WHAT IS REQUIRED: Return the part of the ANPL page that runs from "We conducted a" up to and including "and B, respectively.", copied word for word.

QUOTED PASSAGE:
ANPL: Towards Natural Programming with Interactive Decomposition

1SKL of Processors, Institute of Computing Technology, CAS
2University of Chinese Academy of Sciences
3Autodesk Research

Abstract

The advents of Large Language Models (LLMs) have shown promise in augmenting programming using natural interactions. However, while LLMs are proficient in compiling common usage patterns into a programming language, e.g., Python, it remains a challenge how to edit and debug an LLM-generated program. We introduce ANPL, a programming system that allows users to decompose user- specific tasks. In an ANPL program, a user can directly manipulate “sketch”, which specifies the data flow of the generated program. The user annotates the modules, or “hole” with natural language descriptions offloading the expensive task of generating functionalities to the LLM. Given an ANPL program, the ANPL compiler generates a cohesive Python program that implements the functionalities in hole, while respecting the dataflows specified in sketch. We deploy ANPL on the Abstraction and Reasoning Corpus (ARC), a set of unique tasks that are challenging for state-of-the-art AI systems, showing it outperforms baseline programming systems that (a) without the ability to decompose tasks interactively and (b) without the guarantee that the modules can be correctly composed together. We obtain a dataset consisting of 300/400 ARC tasks that were successfully decomposed and grounded in Python, providing valuable insights into how humans decompose programmatic tasks.

Overview

User Study

We conducted a user study on 400 ARC training tasks to evaluate the effectiveness of ANPL compared to the original ChatGPT (GPT-3.5-turbo). Specifically, we compare system A (ANPL), system B (GPT + interaction, i.e. ChatGPT), system C (ANPL without interaction), and system D (vanilla GPT), where systems C and D represent the solving rate of one-shot generation without further interaction using systems A and B, respectively.

Results of problem-solving rates. A: Solving rate of four systems. B: The relationship between solving rate and time consumption. C: The relationship between solving rate and number of interactions. Trace Calculated(TC) means the trace mode is considered into interactions.

Results of problem-solving rates when users can not see generated Python code and only interact with user interfaces and IO feedback. A: Solving rates of four systems. B: The relationship between solving rate and time consumption. C: The relationship between solving rate and number of interactions. Trace Calculated(TC) means the trace mode is considered into interactions.

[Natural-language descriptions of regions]
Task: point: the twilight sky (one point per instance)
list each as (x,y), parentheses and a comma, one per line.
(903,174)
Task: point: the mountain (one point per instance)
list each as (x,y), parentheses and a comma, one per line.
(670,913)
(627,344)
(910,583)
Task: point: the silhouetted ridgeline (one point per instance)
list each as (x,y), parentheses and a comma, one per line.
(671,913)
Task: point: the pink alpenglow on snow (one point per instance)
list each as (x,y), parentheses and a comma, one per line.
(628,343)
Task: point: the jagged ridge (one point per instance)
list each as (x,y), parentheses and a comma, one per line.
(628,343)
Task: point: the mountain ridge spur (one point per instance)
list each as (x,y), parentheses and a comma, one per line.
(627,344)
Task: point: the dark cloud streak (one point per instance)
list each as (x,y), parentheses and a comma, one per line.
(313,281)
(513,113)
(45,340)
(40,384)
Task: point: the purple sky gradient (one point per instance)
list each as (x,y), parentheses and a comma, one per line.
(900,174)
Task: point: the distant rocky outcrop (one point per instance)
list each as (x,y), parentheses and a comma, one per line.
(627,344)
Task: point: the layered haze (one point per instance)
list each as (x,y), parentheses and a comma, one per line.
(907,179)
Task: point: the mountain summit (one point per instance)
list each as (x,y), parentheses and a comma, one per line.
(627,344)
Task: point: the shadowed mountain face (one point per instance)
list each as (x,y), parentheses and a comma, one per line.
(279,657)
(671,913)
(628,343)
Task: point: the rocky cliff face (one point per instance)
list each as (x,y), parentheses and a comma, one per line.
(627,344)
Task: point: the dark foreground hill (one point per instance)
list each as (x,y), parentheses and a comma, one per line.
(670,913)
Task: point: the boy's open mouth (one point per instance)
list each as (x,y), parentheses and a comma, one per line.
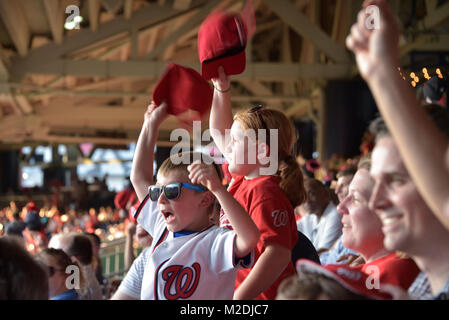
(168,216)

TASK RESULT:
We conducted a user study on 400 ARC training tasks to evaluate the effectiveness of ANPL compared to the original ChatGPT (GPT-3.5-turbo). Specifically, we compare system A (ANPL), system B (GPT + interaction, i.e. ChatGPT), system C (ANPL without interaction), and system D (vanilla GPT), where systems C and D represent the solving rate of one-shot generation without further interaction using systems A and B, respectively.